O livro inicia com uma argumentação que podemos adjetivar como “canônica”, na medida em que recupera as linhas mestras do debate acerca do ofício do historiador e da confiança cega nas fontes, característico dos manuais do século XIX. Em seguida, a históriaproblema, do grupo dos Annales, é apontada como uma propositura de redefinição dos parâmetros e defesa da própria História como área de pesquisa.
De modo amplo, a obra aborda, de forma objetiva e assertiva, problemas como o tratamento das fontes, a definição do objeto de pesquisa, a redação do texto historiográfico, o detalhamento e as funções de cada seção do projeto de pesquisa. Todos esses elementos, é importante frisar, estão sustentados por obras de historiadoras e historiadores que se tornaram leitura basilar para a escrita da História nos últimos cem anos. Voltaremos a esses nomes logo mai.
Práticas de pesquisa dialoga com a sua época; como toda pesquisa em História, que responde a questões do presente olhando para o retrovisor. Assim, o que temos é uma discussão oportuna acerca de conceitos como “verdade”, “fato histórico”, “relativismo” e “negacionismo”. A redação e o encadeamento dos argumentos nada têm de gratuito. Ela coincide e dialoga com uma cena global de posturas e políticas públicas espúrias e retrógradas.
Feitas essas considerações sobre o escopo maior da obra, consideramos apropriado, para os fins em tela, um olhar com lupa.
No primeiro capítulo, Em busca do passado, a discussão se insinua em torno do método e do instrumental teórico. Luca, ao analisar os manuais de História do século XIX, destaca a crença e confiança nas fontes como reduto da verdade do passado. O estabelecimento de dados precisos e a aposta na hierarquização das fontes (entre primárias e secundárias) garantiria aos historiadores um lugar entre as ciências modernas e na unidade nacional. A preocupação do método positivo na identificação de falsificações, “caminhava no sentido de afastar o fantasioso, o incerto, e de assegurar a confiabilidade dos dados, em consonância com a crença de que estes eram passíveis de serem estabelecidos de forma precisa”.II Como sabemos, essa crença na fonte como espelho que refletiria um passado verdadeiro e em bloco caiu por terra no século XX. Marc Bloch e seus interlocutores, como Lucien Febvre, Fernand Braudel e, posteriormente, Jacques Le Goff, entre outros, são escalados pela autora como expoentes de uma crítica interna da área. Entre outras propostas, esse grupo discutiu elementos basais do positivismo e historicismo do XIX – como a certificação da procedência, a datação e autoria das fontes – de modo a evitar tanto a prática do anacronismo quanto a necessidade do estabelecimento de um objeto de pesquisa que refletisse as perguntas possíveis de serem feitas para determinado corpus documental.
Nesse percurso, a autora retoma sua tese já presente no título. Existe uma variedade de práticas de pesquisa possível de ser executada. Variedade essa que reflete o conjunto de perguntas e o estabelecimento de objetos, sempre diferenciados e concernentes à época e às realidades de quem pergunta.

• **Dados brutos**
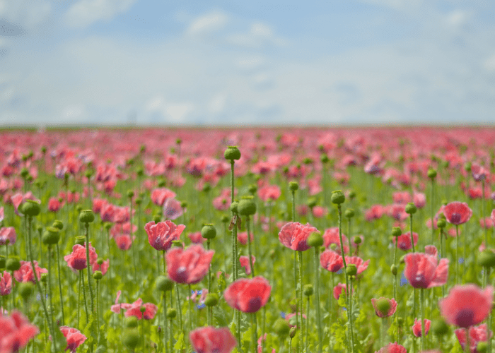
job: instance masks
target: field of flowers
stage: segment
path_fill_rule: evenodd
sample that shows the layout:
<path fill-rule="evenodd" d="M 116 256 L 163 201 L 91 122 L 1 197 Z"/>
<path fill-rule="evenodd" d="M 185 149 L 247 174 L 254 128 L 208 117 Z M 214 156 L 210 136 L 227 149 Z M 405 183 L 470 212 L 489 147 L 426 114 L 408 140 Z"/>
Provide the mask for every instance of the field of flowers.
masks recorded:
<path fill-rule="evenodd" d="M 491 352 L 494 128 L 0 141 L 0 353 Z"/>

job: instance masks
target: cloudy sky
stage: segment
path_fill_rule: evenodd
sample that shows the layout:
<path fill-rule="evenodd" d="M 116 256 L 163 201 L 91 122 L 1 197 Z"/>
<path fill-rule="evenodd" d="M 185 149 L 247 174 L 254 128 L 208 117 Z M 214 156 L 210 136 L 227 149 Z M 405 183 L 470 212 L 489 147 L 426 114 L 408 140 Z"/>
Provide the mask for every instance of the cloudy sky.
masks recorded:
<path fill-rule="evenodd" d="M 493 124 L 494 13 L 493 0 L 0 0 L 0 125 Z"/>

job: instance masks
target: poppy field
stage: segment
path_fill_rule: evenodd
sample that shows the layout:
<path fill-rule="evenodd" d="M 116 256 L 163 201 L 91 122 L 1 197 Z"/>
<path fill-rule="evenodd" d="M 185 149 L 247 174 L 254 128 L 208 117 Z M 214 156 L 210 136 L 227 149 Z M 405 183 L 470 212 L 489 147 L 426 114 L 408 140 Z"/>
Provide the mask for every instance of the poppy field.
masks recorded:
<path fill-rule="evenodd" d="M 0 353 L 492 351 L 495 129 L 0 140 Z"/>

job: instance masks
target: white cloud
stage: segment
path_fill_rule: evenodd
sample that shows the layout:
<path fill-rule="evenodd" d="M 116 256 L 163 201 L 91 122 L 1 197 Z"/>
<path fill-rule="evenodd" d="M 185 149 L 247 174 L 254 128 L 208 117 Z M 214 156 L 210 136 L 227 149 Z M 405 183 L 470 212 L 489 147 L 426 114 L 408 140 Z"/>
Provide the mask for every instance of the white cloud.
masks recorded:
<path fill-rule="evenodd" d="M 199 36 L 223 28 L 228 20 L 227 15 L 222 12 L 212 12 L 194 18 L 187 28 L 187 33 Z"/>
<path fill-rule="evenodd" d="M 86 27 L 95 22 L 108 21 L 125 12 L 136 0 L 79 0 L 65 14 L 69 27 Z"/>

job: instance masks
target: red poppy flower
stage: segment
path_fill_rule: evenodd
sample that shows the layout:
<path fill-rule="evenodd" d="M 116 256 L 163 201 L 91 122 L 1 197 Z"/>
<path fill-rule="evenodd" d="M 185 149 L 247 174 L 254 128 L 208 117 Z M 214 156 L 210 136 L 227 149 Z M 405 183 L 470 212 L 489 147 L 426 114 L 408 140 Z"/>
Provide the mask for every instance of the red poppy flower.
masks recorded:
<path fill-rule="evenodd" d="M 86 258 L 84 258 L 86 259 Z M 42 273 L 47 273 L 48 270 L 46 268 L 41 268 L 37 265 L 37 261 L 35 261 L 35 268 L 36 269 L 36 277 L 37 277 L 37 280 L 41 279 Z M 13 277 L 17 282 L 28 282 L 30 281 L 35 283 L 35 275 L 33 273 L 33 266 L 31 266 L 31 261 L 21 261 L 21 268 L 16 271 L 13 271 Z"/>
<path fill-rule="evenodd" d="M 22 313 L 13 310 L 10 316 L 0 316 L 0 352 L 19 352 L 40 333 Z"/>
<path fill-rule="evenodd" d="M 412 238 L 414 240 L 414 246 L 416 246 L 418 244 L 418 234 L 415 232 L 412 232 Z M 399 237 L 397 237 L 397 240 L 398 241 L 398 246 L 397 247 L 400 249 L 404 250 L 404 251 L 407 251 L 408 250 L 411 250 L 412 249 L 412 243 L 411 242 L 411 232 L 408 232 L 407 233 L 405 233 L 404 234 L 400 235 Z M 395 237 L 392 239 L 392 241 L 394 243 L 394 246 L 395 245 Z"/>
<path fill-rule="evenodd" d="M 427 318 L 424 319 L 424 335 L 428 335 L 428 331 L 430 330 L 430 325 L 431 321 Z M 421 321 L 417 318 L 414 319 L 414 324 L 411 327 L 412 329 L 412 334 L 416 337 L 421 337 L 422 335 Z"/>
<path fill-rule="evenodd" d="M 494 287 L 482 289 L 474 285 L 455 286 L 438 301 L 447 323 L 468 328 L 483 321 L 491 311 Z"/>
<path fill-rule="evenodd" d="M 310 249 L 306 241 L 309 236 L 314 232 L 319 233 L 320 232 L 309 223 L 303 225 L 298 222 L 291 222 L 280 229 L 279 240 L 292 250 L 305 251 Z"/>
<path fill-rule="evenodd" d="M 170 220 L 158 222 L 156 224 L 154 221 L 151 221 L 144 226 L 144 230 L 148 234 L 149 244 L 156 250 L 163 251 L 170 249 L 173 241 L 179 240 L 185 229 L 184 225 L 175 225 Z"/>
<path fill-rule="evenodd" d="M 197 353 L 230 353 L 237 344 L 228 328 L 197 328 L 190 332 L 189 339 Z"/>
<path fill-rule="evenodd" d="M 470 352 L 477 353 L 476 347 L 479 342 L 487 342 L 487 324 L 483 323 L 478 326 L 471 326 L 469 329 L 470 334 Z M 462 349 L 466 345 L 466 330 L 464 328 L 458 328 L 454 331 L 458 340 L 460 344 Z M 490 337 L 493 337 L 494 333 L 490 331 Z"/>
<path fill-rule="evenodd" d="M 89 264 L 93 265 L 98 260 L 98 256 L 96 250 L 91 246 L 89 242 Z M 76 244 L 72 246 L 72 252 L 64 256 L 64 260 L 67 262 L 67 265 L 75 273 L 76 270 L 83 270 L 88 267 L 86 262 L 86 248 L 82 245 Z"/>
<path fill-rule="evenodd" d="M 407 353 L 407 349 L 396 342 L 395 343 L 389 343 L 375 353 Z"/>
<path fill-rule="evenodd" d="M 323 268 L 330 272 L 339 272 L 344 267 L 342 256 L 333 250 L 325 250 L 320 255 L 320 263 Z"/>
<path fill-rule="evenodd" d="M 88 338 L 78 330 L 69 326 L 60 326 L 60 331 L 67 340 L 67 347 L 64 350 L 70 350 L 71 353 L 76 353 L 77 347 L 84 343 L 84 341 Z"/>
<path fill-rule="evenodd" d="M 388 311 L 387 311 L 386 313 L 380 311 L 377 307 L 377 301 L 380 301 L 382 300 L 386 300 L 388 301 Z M 395 299 L 394 298 L 392 298 L 391 299 L 384 298 L 383 297 L 380 297 L 378 299 L 372 298 L 371 304 L 373 305 L 373 307 L 375 309 L 375 313 L 379 318 L 388 318 L 389 316 L 392 316 L 394 313 L 395 313 L 395 311 L 397 310 L 397 301 L 395 301 Z"/>
<path fill-rule="evenodd" d="M 0 295 L 10 294 L 12 292 L 12 276 L 7 271 L 0 275 Z"/>
<path fill-rule="evenodd" d="M 232 283 L 223 292 L 226 301 L 243 313 L 255 313 L 268 301 L 272 287 L 263 277 L 243 278 Z"/>
<path fill-rule="evenodd" d="M 465 202 L 451 202 L 443 208 L 443 215 L 447 222 L 458 225 L 465 223 L 472 215 L 472 210 Z"/>
<path fill-rule="evenodd" d="M 174 248 L 165 254 L 167 273 L 177 283 L 194 285 L 208 273 L 214 250 L 206 251 L 201 245 L 192 245 L 185 250 Z"/>
<path fill-rule="evenodd" d="M 431 288 L 447 282 L 449 262 L 447 258 L 442 258 L 438 263 L 433 255 L 413 253 L 404 256 L 404 261 L 406 263 L 404 275 L 414 288 Z"/>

• **Objetivo**
Responda às perguntas a seguir com base na resenha.
1. Qual é o título do primeiro capítulo do livro?
2. Quais quatro conceitos o livro discute?
3. Em que século caiu por terra a crença na fonte como espelho de um passado verdadeiro?
Os dados formam um material à parte, sem relação com a resenha.

• **Resposta**
1. Em busca do passado.
2. "Verdade", "fato histórico", "relativismo" e "negacionismo".
3. No século XX.